[What is being asked] The records below are to be returned word for word, with pictures left out.

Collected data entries
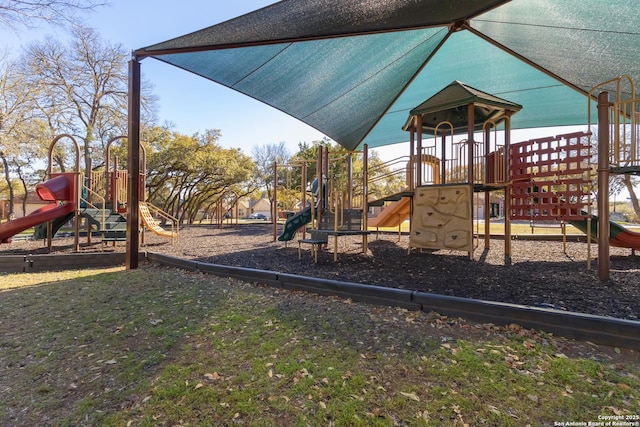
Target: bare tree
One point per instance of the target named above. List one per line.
(18, 127)
(264, 156)
(84, 89)
(17, 14)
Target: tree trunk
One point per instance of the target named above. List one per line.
(7, 177)
(632, 195)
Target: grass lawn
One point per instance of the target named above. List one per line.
(158, 346)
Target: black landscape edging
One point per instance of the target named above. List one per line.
(356, 291)
(584, 327)
(580, 326)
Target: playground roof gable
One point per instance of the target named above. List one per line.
(354, 69)
(450, 105)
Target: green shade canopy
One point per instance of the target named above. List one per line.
(354, 69)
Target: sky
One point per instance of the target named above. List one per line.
(194, 104)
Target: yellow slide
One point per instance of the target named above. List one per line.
(393, 214)
(151, 223)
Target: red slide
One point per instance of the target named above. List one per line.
(56, 189)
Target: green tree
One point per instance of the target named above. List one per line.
(188, 174)
(264, 156)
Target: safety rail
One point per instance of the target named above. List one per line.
(157, 211)
(398, 167)
(624, 119)
(91, 205)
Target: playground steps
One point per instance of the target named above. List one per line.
(151, 223)
(114, 227)
(350, 220)
(40, 230)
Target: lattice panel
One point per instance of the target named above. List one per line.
(550, 178)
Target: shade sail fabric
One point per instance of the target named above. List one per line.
(354, 69)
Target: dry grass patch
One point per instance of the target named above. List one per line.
(159, 346)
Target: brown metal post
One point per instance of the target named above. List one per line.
(507, 199)
(303, 188)
(319, 195)
(349, 180)
(603, 186)
(133, 190)
(365, 196)
(274, 209)
(411, 182)
(419, 151)
(443, 161)
(487, 194)
(470, 126)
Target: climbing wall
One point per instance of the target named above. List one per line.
(442, 218)
(550, 178)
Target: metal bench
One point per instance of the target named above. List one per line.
(316, 240)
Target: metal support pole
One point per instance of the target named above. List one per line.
(274, 208)
(365, 196)
(303, 188)
(349, 180)
(487, 194)
(133, 190)
(411, 181)
(603, 186)
(507, 199)
(419, 151)
(471, 177)
(319, 189)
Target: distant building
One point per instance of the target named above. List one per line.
(262, 206)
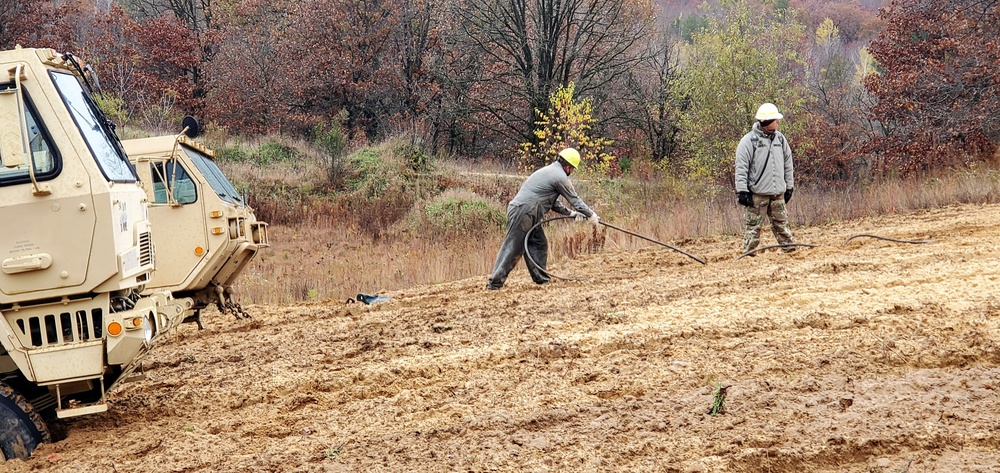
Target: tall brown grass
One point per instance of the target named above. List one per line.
(321, 250)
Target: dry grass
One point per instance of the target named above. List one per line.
(326, 255)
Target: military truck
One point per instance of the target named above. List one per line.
(201, 221)
(77, 252)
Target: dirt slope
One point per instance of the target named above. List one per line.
(866, 357)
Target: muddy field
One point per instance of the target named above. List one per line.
(869, 356)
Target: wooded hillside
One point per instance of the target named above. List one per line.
(865, 91)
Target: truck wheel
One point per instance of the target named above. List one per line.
(21, 428)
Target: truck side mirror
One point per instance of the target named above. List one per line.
(12, 149)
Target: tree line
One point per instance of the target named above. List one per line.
(907, 88)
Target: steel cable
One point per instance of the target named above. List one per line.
(527, 254)
(868, 235)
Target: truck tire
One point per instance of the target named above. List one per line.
(21, 428)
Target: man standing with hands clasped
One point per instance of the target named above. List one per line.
(764, 179)
(538, 194)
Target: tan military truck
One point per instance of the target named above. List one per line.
(76, 253)
(201, 221)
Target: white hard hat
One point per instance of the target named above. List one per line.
(768, 111)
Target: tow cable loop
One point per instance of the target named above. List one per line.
(527, 254)
(786, 245)
(869, 235)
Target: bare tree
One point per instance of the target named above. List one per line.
(531, 47)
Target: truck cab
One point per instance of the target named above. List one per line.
(76, 253)
(201, 221)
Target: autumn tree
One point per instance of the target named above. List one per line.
(649, 108)
(938, 84)
(143, 66)
(530, 48)
(248, 76)
(566, 123)
(198, 16)
(741, 60)
(834, 118)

[Result of this exercise]
Target: bare tree
One point per instance of the target named above. List one per line.
(18, 127)
(264, 156)
(84, 89)
(17, 14)
Target: tree trunk
One point per instance of the target named above. List one per line.
(7, 177)
(632, 195)
Target: grass lawn
One point per instance of the target named above. List one per line.
(158, 346)
Target: black landscape edging
One point per instance of the target named above. List one per line.
(356, 291)
(584, 327)
(580, 326)
Target: playground roof gable
One point per instance of the target named above. List one per line.
(354, 69)
(450, 105)
Target: green shade canopy
One point per instance of the target named above. List one per line.
(354, 69)
Target: sky
One point per instance of the target named above. List one per line.
(194, 104)
Target: yellow slide
One point per instance of the target named above. List one per line.
(393, 214)
(151, 223)
Target: red slide
One point per instance of the target named above. List one per line.
(56, 189)
Target: green tree
One point per instance of the target named above. List one per line.
(188, 174)
(264, 156)
Target: safety rail
One point per instance of the target named above. List one per line.
(157, 211)
(398, 167)
(624, 119)
(91, 205)
Target: playground steps
One point per instance of the target named above. List one per line.
(151, 223)
(114, 227)
(350, 220)
(40, 230)
Target: lattice panel
One point per instance of the target named above. List one per line.
(550, 178)
Target: shade sail fabric
One point per instance of the target named above. List one per line.
(354, 69)
Target: dry grass patch
One point per instance of the target named above. List one per line.
(159, 346)
Target: brown metal post
One point per instance of the target named above. List one per line.
(507, 199)
(303, 188)
(319, 195)
(349, 180)
(603, 186)
(133, 190)
(365, 196)
(274, 209)
(411, 182)
(419, 151)
(443, 161)
(487, 194)
(470, 126)
Target: climbing wall
One point per instance of the target named above. List one per line.
(442, 218)
(550, 178)
Target: metal bench
One point per instance of the target named above. List one per line.
(316, 240)
Target: metal support pole
One point per instance of the target named above. List one per line.
(274, 208)
(365, 196)
(303, 188)
(349, 180)
(487, 194)
(133, 190)
(411, 181)
(603, 186)
(507, 199)
(419, 151)
(471, 177)
(319, 189)
Target: distant building
One point per instance of the target named above. List one per line.
(262, 206)
Target: tall brown grass
One point per instance of the target named above. List one per line.
(321, 250)
Target: dry grass
One point per instance of the target named above. List one per line.
(326, 255)
Target: military truck
One point per instance of the target named above. List one per line.
(201, 221)
(77, 252)
Target: dirt slope
One point per instance of the target named above. List one per line.
(866, 357)
Target: muddy field
One point per instance of the target named above. List one per line.
(869, 356)
Target: wooded hillside
One point per instance of the target named above. List one per line.
(865, 91)
Target: truck wheel
One point per instance of the target named above. List one per line.
(21, 428)
Target: truck side mirror
One point per instance of the target named above. List one per line.
(12, 149)
Target: tree line
One point per instance of the target named above. List one per line.
(907, 88)
Target: steel cable
One point per instance of the target named above. List one per line.
(527, 254)
(868, 235)
Target: truck tire
One point per instance of the target named above. List one per line.
(21, 428)
Target: man standing with hands clasped
One point per instance of the target named above. List one per line.
(764, 179)
(538, 194)
Target: tan military truck
One point per instance of the target named above. List one per line.
(76, 253)
(201, 221)
Target: white hard hat
One point per instance of the target named above. List one per line.
(768, 111)
Target: tow cable loop
One point per instance of the target named above. List one per line.
(527, 254)
(786, 245)
(869, 235)
Target: bare tree
One point per instance of the target named above. List one per line.
(531, 47)
Target: truck cab
One point per instance of the target named above. List one per line.
(76, 253)
(201, 221)
Target: autumn tree
One point per instance of the target named above. List one per line.
(649, 108)
(938, 84)
(143, 66)
(530, 48)
(248, 76)
(566, 123)
(198, 16)
(741, 60)
(834, 118)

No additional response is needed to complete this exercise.